EXCERPT PROVIDED:
-- Opening Marker --

American Opinion in July 2022.

            In general, Americans think that the country is headed in the wrong direction.[1]  “In general” means north of 75 percent.  Only about 13 percent think that it is headed in the right direction.[2]  Democrats are reading the tea leaves in hopes of staving off a landslide in November 2022.  On a Congressional level, they are not without hope in mid-July 2022.  A recent poll shows respondents favoring Democrats over Republicans by 41 to 40 percent.  Likely voters favored Republics over Democrats by 44 to 43 percent.  So, pump up the turnout. 

            Beneath that headline, things still look grim.  Black support remains strong, with 78 percent favoring Democrats.  After that, it falls off steeply: 57 percent of white college graduates, 52 percent of those aged 30 to 44 years, 46 percent of those aged 18 to 29, 44 percent of women, 41 percent of Hispanics, and 34 percent of Asians lean Democratic. 

The issues that pre-occupy voters are economic and personal.  Three quarters rated the economy as “extremely important” to them.  Virtually all (93 percent) of working-age people rated the economy as poor or, at best, fair shape.  In particular, “jobs and the economy” ranked first among the issues for 20 percent of those polled; with inflation ranking first with another 15 percent.  Among this group, voters prefer Republican control of Congress over Democratic control by 62 to 25 percent.

-- Closing Marker --

COLLECTED MATERIAL:
-- Opening Marker --

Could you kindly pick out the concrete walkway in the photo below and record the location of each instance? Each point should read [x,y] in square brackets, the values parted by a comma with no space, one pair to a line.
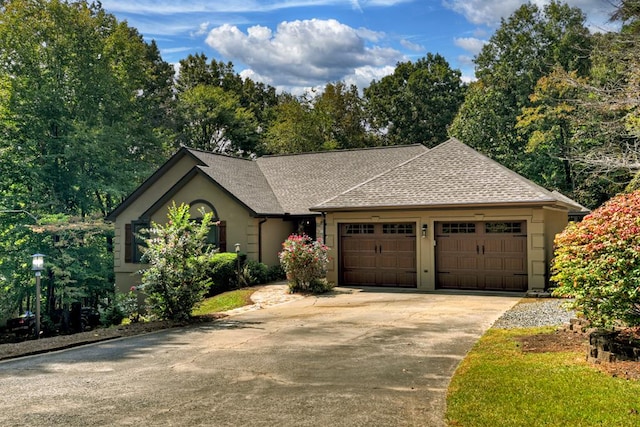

-- Closing Marker --

TASK 1: Write out the part of the piece on American opinion in July 2022 starting with "The issues that" and going on through "to 25 percent.".
TASK 2: In the piece on American opinion in July 2022, what percentage of Black respondents favored Democrats?
TASK 3: Continue the piece on American opinion in July 2022 from where it stops.
The listing has no connection to the piece on American opinion in July 2022.

TASK ANSWER 1:
The issues that pre-occupy voters are economic and personal.  Three quarters rated the economy as “extremely important” to them.  Virtually all (93 percent) of working-age people rated the economy as poor or, at best, fair shape.  In particular, “jobs and the economy” ranked first among the issues for 20 percent of those polled; with inflation ranking first with another 15 percent.  Among this group, voters prefer Republican control of Congress over Democratic control by 62 to 25 percent.

TASK ANSWER 2: 78 percent

TASK ANSWER 3:
In contrast, the stories that lead the daily news reports are either fading away for the moment or have failed to get traction with most voters.  Only 10 percent ranked “the state of American democracy and political division” as the most important problem.  Only 10 percent ranked gun policies as the most important issue.  Only 5 percent ranked abortion rights as the most important problem.[3]  Even among women, only a tiny share—9 percent—ranked abortion as the most important issue.  About 5 percent of voters ranked either education, or crime, or immigration, or the coronavirus first among issues.  In a perhaps unintentionally brutal aside, one New York Times reporter said that “Democrats are maintaining the loyalty of a crucial sliver of [financially secure,] predominantly liberal and highly educated voters [who]… care more about debates over guns, democracy and the shrinking of abortion rights than the state of the economy.” 

Well, not many people are single-issue voters and political parties are big containers for people with different issues.  Thus it has always been.  Perhaps the Democrats can cobble together a winning coalition out of women, Blacks, young people, and nerds.  They’ve done it before.  Perhaps the Republicans will make one or more unforced errors.  They’ve done it before.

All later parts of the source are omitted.